Image entries on named regions:
◆ ◆ ◆

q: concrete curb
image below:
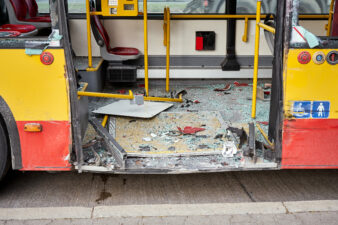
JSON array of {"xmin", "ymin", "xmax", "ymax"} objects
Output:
[
  {"xmin": 0, "ymin": 207, "xmax": 92, "ymax": 220},
  {"xmin": 0, "ymin": 200, "xmax": 338, "ymax": 220},
  {"xmin": 93, "ymin": 202, "xmax": 286, "ymax": 218},
  {"xmin": 284, "ymin": 200, "xmax": 338, "ymax": 213}
]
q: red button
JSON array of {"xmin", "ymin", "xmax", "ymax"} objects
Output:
[
  {"xmin": 298, "ymin": 51, "xmax": 311, "ymax": 64},
  {"xmin": 40, "ymin": 52, "xmax": 54, "ymax": 65}
]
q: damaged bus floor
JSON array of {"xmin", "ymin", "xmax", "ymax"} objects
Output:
[{"xmin": 83, "ymin": 80, "xmax": 277, "ymax": 173}]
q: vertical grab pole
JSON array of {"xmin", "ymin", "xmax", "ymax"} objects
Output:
[
  {"xmin": 86, "ymin": 0, "xmax": 93, "ymax": 68},
  {"xmin": 165, "ymin": 7, "xmax": 170, "ymax": 92},
  {"xmin": 326, "ymin": 0, "xmax": 334, "ymax": 37},
  {"xmin": 251, "ymin": 0, "xmax": 262, "ymax": 119},
  {"xmin": 143, "ymin": 0, "xmax": 149, "ymax": 96}
]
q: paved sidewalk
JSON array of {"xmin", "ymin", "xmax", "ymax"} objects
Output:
[
  {"xmin": 0, "ymin": 212, "xmax": 338, "ymax": 225},
  {"xmin": 0, "ymin": 200, "xmax": 338, "ymax": 225}
]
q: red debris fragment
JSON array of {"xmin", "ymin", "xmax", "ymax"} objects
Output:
[
  {"xmin": 214, "ymin": 84, "xmax": 231, "ymax": 91},
  {"xmin": 257, "ymin": 121, "xmax": 269, "ymax": 126},
  {"xmin": 234, "ymin": 81, "xmax": 249, "ymax": 87},
  {"xmin": 177, "ymin": 127, "xmax": 205, "ymax": 134},
  {"xmin": 117, "ymin": 89, "xmax": 126, "ymax": 94}
]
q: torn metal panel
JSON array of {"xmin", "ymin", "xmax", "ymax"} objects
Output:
[
  {"xmin": 94, "ymin": 100, "xmax": 173, "ymax": 118},
  {"xmin": 89, "ymin": 117, "xmax": 127, "ymax": 169}
]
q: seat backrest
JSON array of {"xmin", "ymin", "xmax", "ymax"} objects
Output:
[
  {"xmin": 90, "ymin": 15, "xmax": 110, "ymax": 50},
  {"xmin": 9, "ymin": 0, "xmax": 27, "ymax": 20},
  {"xmin": 25, "ymin": 0, "xmax": 39, "ymax": 17}
]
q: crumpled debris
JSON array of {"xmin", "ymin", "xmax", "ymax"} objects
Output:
[
  {"xmin": 168, "ymin": 146, "xmax": 176, "ymax": 151},
  {"xmin": 214, "ymin": 134, "xmax": 223, "ymax": 139},
  {"xmin": 214, "ymin": 84, "xmax": 231, "ymax": 92},
  {"xmin": 138, "ymin": 144, "xmax": 150, "ymax": 152},
  {"xmin": 177, "ymin": 127, "xmax": 205, "ymax": 134},
  {"xmin": 117, "ymin": 89, "xmax": 126, "ymax": 95},
  {"xmin": 222, "ymin": 141, "xmax": 237, "ymax": 158},
  {"xmin": 227, "ymin": 127, "xmax": 248, "ymax": 148},
  {"xmin": 257, "ymin": 121, "xmax": 269, "ymax": 126},
  {"xmin": 234, "ymin": 81, "xmax": 249, "ymax": 87},
  {"xmin": 142, "ymin": 137, "xmax": 151, "ymax": 141},
  {"xmin": 175, "ymin": 90, "xmax": 188, "ymax": 98}
]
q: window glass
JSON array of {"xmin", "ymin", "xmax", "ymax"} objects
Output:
[
  {"xmin": 68, "ymin": 0, "xmax": 86, "ymax": 13},
  {"xmin": 237, "ymin": 0, "xmax": 331, "ymax": 14},
  {"xmin": 138, "ymin": 0, "xmax": 225, "ymax": 14},
  {"xmin": 35, "ymin": 0, "xmax": 49, "ymax": 13},
  {"xmin": 64, "ymin": 0, "xmax": 331, "ymax": 14}
]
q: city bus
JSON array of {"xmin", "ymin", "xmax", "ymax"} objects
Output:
[{"xmin": 0, "ymin": 0, "xmax": 338, "ymax": 179}]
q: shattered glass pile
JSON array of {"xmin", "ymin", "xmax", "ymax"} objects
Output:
[{"xmin": 84, "ymin": 80, "xmax": 270, "ymax": 169}]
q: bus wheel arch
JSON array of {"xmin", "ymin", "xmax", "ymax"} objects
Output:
[
  {"xmin": 0, "ymin": 96, "xmax": 22, "ymax": 171},
  {"xmin": 0, "ymin": 117, "xmax": 10, "ymax": 181}
]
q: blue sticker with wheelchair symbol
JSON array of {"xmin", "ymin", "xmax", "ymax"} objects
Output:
[
  {"xmin": 292, "ymin": 101, "xmax": 312, "ymax": 119},
  {"xmin": 311, "ymin": 101, "xmax": 330, "ymax": 119}
]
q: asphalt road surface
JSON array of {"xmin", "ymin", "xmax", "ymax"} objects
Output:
[
  {"xmin": 0, "ymin": 170, "xmax": 338, "ymax": 208},
  {"xmin": 0, "ymin": 170, "xmax": 338, "ymax": 225}
]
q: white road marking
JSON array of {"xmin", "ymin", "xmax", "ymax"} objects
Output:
[{"xmin": 0, "ymin": 200, "xmax": 338, "ymax": 220}]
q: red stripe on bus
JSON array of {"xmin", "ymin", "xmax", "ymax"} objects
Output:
[
  {"xmin": 282, "ymin": 119, "xmax": 338, "ymax": 169},
  {"xmin": 17, "ymin": 121, "xmax": 71, "ymax": 171}
]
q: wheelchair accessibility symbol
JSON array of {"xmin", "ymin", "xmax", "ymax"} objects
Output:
[
  {"xmin": 292, "ymin": 101, "xmax": 330, "ymax": 119},
  {"xmin": 293, "ymin": 101, "xmax": 311, "ymax": 119},
  {"xmin": 311, "ymin": 101, "xmax": 330, "ymax": 119}
]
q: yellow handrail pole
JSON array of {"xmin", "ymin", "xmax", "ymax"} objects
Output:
[
  {"xmin": 170, "ymin": 14, "xmax": 329, "ymax": 19},
  {"xmin": 165, "ymin": 7, "xmax": 170, "ymax": 92},
  {"xmin": 256, "ymin": 123, "xmax": 274, "ymax": 147},
  {"xmin": 326, "ymin": 0, "xmax": 335, "ymax": 36},
  {"xmin": 251, "ymin": 0, "xmax": 262, "ymax": 118},
  {"xmin": 143, "ymin": 0, "xmax": 149, "ymax": 96},
  {"xmin": 258, "ymin": 23, "xmax": 276, "ymax": 34},
  {"xmin": 77, "ymin": 91, "xmax": 134, "ymax": 99},
  {"xmin": 144, "ymin": 96, "xmax": 183, "ymax": 102},
  {"xmin": 101, "ymin": 115, "xmax": 109, "ymax": 127},
  {"xmin": 86, "ymin": 0, "xmax": 93, "ymax": 68},
  {"xmin": 242, "ymin": 17, "xmax": 249, "ymax": 42}
]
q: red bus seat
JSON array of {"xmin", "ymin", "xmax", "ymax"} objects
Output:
[
  {"xmin": 91, "ymin": 15, "xmax": 140, "ymax": 61},
  {"xmin": 25, "ymin": 0, "xmax": 51, "ymax": 23},
  {"xmin": 0, "ymin": 24, "xmax": 38, "ymax": 37},
  {"xmin": 0, "ymin": 30, "xmax": 21, "ymax": 38},
  {"xmin": 5, "ymin": 0, "xmax": 51, "ymax": 29}
]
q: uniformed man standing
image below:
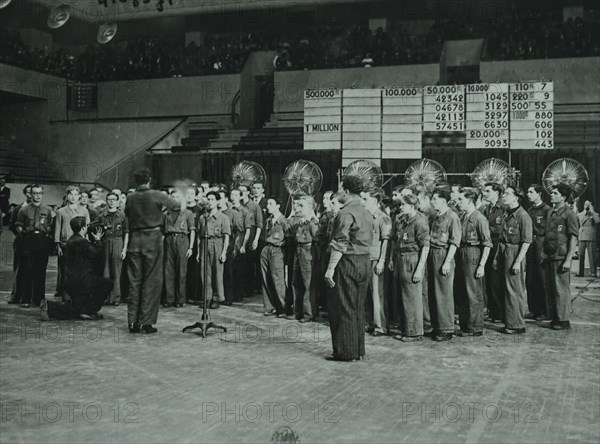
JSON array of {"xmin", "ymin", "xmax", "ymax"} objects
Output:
[
  {"xmin": 475, "ymin": 182, "xmax": 504, "ymax": 322},
  {"xmin": 577, "ymin": 200, "xmax": 600, "ymax": 277},
  {"xmin": 8, "ymin": 185, "xmax": 31, "ymax": 304},
  {"xmin": 313, "ymin": 191, "xmax": 333, "ymax": 311},
  {"xmin": 543, "ymin": 183, "xmax": 579, "ymax": 330},
  {"xmin": 16, "ymin": 184, "xmax": 52, "ymax": 308},
  {"xmin": 163, "ymin": 193, "xmax": 196, "ymax": 308},
  {"xmin": 223, "ymin": 188, "xmax": 253, "ymax": 305},
  {"xmin": 98, "ymin": 193, "xmax": 129, "ymax": 305},
  {"xmin": 525, "ymin": 185, "xmax": 551, "ymax": 321},
  {"xmin": 290, "ymin": 196, "xmax": 319, "ymax": 322},
  {"xmin": 125, "ymin": 168, "xmax": 185, "ymax": 333},
  {"xmin": 260, "ymin": 197, "xmax": 289, "ymax": 316},
  {"xmin": 238, "ymin": 184, "xmax": 263, "ymax": 296},
  {"xmin": 389, "ymin": 194, "xmax": 430, "ymax": 342},
  {"xmin": 493, "ymin": 186, "xmax": 533, "ymax": 334},
  {"xmin": 325, "ymin": 176, "xmax": 373, "ymax": 361},
  {"xmin": 196, "ymin": 191, "xmax": 231, "ymax": 309},
  {"xmin": 361, "ymin": 189, "xmax": 392, "ymax": 336},
  {"xmin": 456, "ymin": 188, "xmax": 492, "ymax": 336},
  {"xmin": 427, "ymin": 189, "xmax": 462, "ymax": 341}
]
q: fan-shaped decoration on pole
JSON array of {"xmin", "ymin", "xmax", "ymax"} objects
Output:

◆ ◆ ◆

▶ **Directions**:
All lines from the line containing "q: uniformed man standing" through the end of the listing above are to be given again exactly; pictures are not part of the copy.

▶ **Solved exercise**:
q: uniformed man standing
image below:
JSON array of {"xmin", "ymin", "xmax", "ymax"} objects
Output:
[
  {"xmin": 475, "ymin": 182, "xmax": 504, "ymax": 322},
  {"xmin": 577, "ymin": 200, "xmax": 600, "ymax": 277},
  {"xmin": 8, "ymin": 185, "xmax": 31, "ymax": 304},
  {"xmin": 313, "ymin": 191, "xmax": 333, "ymax": 311},
  {"xmin": 543, "ymin": 183, "xmax": 579, "ymax": 330},
  {"xmin": 16, "ymin": 184, "xmax": 52, "ymax": 308},
  {"xmin": 163, "ymin": 193, "xmax": 196, "ymax": 308},
  {"xmin": 223, "ymin": 188, "xmax": 253, "ymax": 305},
  {"xmin": 98, "ymin": 193, "xmax": 129, "ymax": 305},
  {"xmin": 525, "ymin": 185, "xmax": 551, "ymax": 321},
  {"xmin": 290, "ymin": 196, "xmax": 319, "ymax": 322},
  {"xmin": 125, "ymin": 168, "xmax": 185, "ymax": 333},
  {"xmin": 260, "ymin": 197, "xmax": 289, "ymax": 316},
  {"xmin": 238, "ymin": 184, "xmax": 263, "ymax": 296},
  {"xmin": 389, "ymin": 194, "xmax": 430, "ymax": 342},
  {"xmin": 493, "ymin": 186, "xmax": 533, "ymax": 334},
  {"xmin": 325, "ymin": 176, "xmax": 373, "ymax": 361},
  {"xmin": 196, "ymin": 191, "xmax": 231, "ymax": 309},
  {"xmin": 361, "ymin": 189, "xmax": 392, "ymax": 336},
  {"xmin": 456, "ymin": 188, "xmax": 492, "ymax": 336},
  {"xmin": 427, "ymin": 189, "xmax": 462, "ymax": 341}
]
q: fan-shaped decoration on pole
JSON array of {"xmin", "ymin", "xmax", "ymax"} objects
Output:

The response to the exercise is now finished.